### INSTRUCTION A
In the bonsai post, what material is the NAPA Floor Dri actually made of?

### SUPPLIED PASSAGE
##########
Last fall I ordered a little Fukien Tea tree stick in a pot off of Amazon.com to try to train as bonsai. Everyone in the bonsai world seems to acknowledge that it’s a hard tree to take care of, especially outside of its natural climate. Mine was doing all right for a while, even putting out several shoots of new growth, until I decided to repot. I removed too many roots I think and didn’t give it time to recover before trying to move it to another pot where I thought the roots would have a little more space to grow.
Yesterday I went to my local nursery for some pots and more Diamond Pro calcined clay. I was also looking for a Chinese Elm, but the few that they had did not look very appealing. They had several Fukien teas and I decided to try my hand at taking care of one again. Of course this one is much older and established than my little cutting in a pot. I think that even with the generic mallsai s-curve, this one has potential to look interesting.
The nursery had it potted in a mixture of turface, haydite, and pine bark fines. The ratio was way out of whack with much too many pine bark fines in the mix. It was probably convenient for the nursery, since it would mean they wouldn’t have to water as much. I pulled it out of the pot and trimmed the roots a bit. It was relatively pot bound with a couple feet of roots wrapped around the wall of the pot. I put it in a mixture of Diamond Pro, diatomaceous earth, lava rock, granite grit, and pine bark. There’s no science behind the specific mix, I was more of less just trying to get rid of excess aggregates left over from the previous soils I had experimented with. I think the tree will like this soil much more than the stuff from the the nursery. The Diamond Pro makes a top dressing as well.
Earlier this year when I first started becoming interested in plants, not just bonsai, I opted to use regular potting soil with some extra perlite thrown in for better drainage and avoiding soil compaction. My houseplants did fine in this mix. Eventually I grew tired of that and started using cactus/succulent potting mix from Schultz (or maybe Miracle Grow). The succulents fared alright, but I feel like they would have grown a better root structure had I used a mostly inorganic mix.
As I have started to get more serious about bonsai lately, I decided that I should really work on making my own soil mix. Of course by soil mix I really mean a mostly inorganic substrate that allows adequate drainage, holds moisture, and allows the roots to get the oxygen they need. Earlier in the week I purchased a bag of NAPA Floor Dri #8822 and a bag of poultry grit from Tractor Supply Company. The Floor Dri is actually diatomaceous earth, which the the bag says was calcined by firing it at a high temperature. The poultry grit is actually just crushed granite granules and happen to be almost perfectly sized before it’s even been screened. The Floor Dri has at least twice as many fines as the poultry grit, but they look like they could useful for cuttings and mame.
##########
### RECORD SET
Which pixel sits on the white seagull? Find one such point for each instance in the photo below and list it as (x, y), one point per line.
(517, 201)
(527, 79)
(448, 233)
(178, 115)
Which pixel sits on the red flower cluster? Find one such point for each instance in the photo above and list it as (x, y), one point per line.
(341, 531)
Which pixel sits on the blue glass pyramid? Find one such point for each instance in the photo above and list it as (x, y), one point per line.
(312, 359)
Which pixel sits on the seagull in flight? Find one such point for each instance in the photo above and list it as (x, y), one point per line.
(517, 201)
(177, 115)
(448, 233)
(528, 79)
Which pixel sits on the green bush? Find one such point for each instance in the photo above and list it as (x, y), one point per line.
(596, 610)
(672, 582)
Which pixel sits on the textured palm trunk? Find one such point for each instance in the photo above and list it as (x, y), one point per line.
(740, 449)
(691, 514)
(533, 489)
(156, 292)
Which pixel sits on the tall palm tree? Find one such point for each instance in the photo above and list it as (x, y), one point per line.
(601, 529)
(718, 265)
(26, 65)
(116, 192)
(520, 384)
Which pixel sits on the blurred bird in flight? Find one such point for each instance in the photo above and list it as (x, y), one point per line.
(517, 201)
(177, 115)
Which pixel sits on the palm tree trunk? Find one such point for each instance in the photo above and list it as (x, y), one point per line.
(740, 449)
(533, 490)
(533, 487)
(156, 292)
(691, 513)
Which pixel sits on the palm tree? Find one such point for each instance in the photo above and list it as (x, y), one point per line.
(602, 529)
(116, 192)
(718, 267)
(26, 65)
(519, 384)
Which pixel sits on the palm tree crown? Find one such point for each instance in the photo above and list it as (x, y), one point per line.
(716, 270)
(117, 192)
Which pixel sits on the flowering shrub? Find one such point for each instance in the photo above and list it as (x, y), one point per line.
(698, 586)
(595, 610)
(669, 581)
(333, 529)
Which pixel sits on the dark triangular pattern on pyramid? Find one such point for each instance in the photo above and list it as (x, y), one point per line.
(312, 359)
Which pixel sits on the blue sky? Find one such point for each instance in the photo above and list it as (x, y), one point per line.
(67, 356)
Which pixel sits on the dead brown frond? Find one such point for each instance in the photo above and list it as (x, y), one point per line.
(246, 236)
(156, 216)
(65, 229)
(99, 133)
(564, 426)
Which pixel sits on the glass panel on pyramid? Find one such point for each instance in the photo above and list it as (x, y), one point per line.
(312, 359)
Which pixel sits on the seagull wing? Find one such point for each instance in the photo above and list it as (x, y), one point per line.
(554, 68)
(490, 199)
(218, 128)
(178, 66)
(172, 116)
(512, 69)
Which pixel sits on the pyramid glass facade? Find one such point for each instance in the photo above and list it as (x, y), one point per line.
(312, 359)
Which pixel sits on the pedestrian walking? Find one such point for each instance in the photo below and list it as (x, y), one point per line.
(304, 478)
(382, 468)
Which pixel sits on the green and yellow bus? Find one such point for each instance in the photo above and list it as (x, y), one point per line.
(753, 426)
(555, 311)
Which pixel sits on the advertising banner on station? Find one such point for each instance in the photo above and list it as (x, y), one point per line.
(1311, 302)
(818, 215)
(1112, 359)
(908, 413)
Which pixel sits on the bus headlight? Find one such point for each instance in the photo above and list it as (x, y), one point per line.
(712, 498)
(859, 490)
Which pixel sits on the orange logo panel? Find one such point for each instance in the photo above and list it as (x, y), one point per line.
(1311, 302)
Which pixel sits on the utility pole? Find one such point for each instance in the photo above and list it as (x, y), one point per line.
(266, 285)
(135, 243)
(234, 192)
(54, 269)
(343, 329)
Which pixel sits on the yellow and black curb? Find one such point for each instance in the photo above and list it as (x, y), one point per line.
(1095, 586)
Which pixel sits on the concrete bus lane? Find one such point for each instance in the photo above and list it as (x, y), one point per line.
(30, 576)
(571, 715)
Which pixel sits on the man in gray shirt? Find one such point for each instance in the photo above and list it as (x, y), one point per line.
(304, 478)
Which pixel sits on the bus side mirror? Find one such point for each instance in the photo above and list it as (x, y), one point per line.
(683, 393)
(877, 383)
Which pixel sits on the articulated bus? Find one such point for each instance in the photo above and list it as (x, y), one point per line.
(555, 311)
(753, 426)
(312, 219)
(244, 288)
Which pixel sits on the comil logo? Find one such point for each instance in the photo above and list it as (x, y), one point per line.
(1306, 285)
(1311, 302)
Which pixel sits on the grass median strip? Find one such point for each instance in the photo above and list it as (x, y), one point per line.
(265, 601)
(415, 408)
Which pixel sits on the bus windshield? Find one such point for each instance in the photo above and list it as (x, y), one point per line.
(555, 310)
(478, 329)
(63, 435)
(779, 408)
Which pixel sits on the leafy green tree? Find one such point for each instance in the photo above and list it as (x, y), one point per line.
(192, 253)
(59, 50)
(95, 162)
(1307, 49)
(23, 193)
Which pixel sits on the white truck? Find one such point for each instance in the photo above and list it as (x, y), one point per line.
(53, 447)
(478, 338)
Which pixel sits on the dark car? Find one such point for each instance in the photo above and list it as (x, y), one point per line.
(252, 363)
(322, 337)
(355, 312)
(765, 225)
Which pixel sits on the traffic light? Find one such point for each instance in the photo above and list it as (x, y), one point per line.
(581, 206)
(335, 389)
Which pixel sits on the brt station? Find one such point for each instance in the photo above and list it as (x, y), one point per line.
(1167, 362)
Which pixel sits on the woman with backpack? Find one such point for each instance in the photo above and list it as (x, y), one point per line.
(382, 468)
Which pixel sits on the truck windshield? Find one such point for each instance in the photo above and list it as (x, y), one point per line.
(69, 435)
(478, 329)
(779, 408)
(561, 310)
##########
### INSTRUCTION B
Select every line of the listing above that contains the string "yellow". Case counts.

### TASK SOLUTION A
Diatomaceous earth.

### TASK SOLUTION B
Which pixel sits on the green and yellow bus? Find one such point for each instance in the photo above and list it as (x, y), one point per line.
Which pixel sits on the yellow and black curb? Find one such point for each instance in the photo above and list it as (x, y), one point per line.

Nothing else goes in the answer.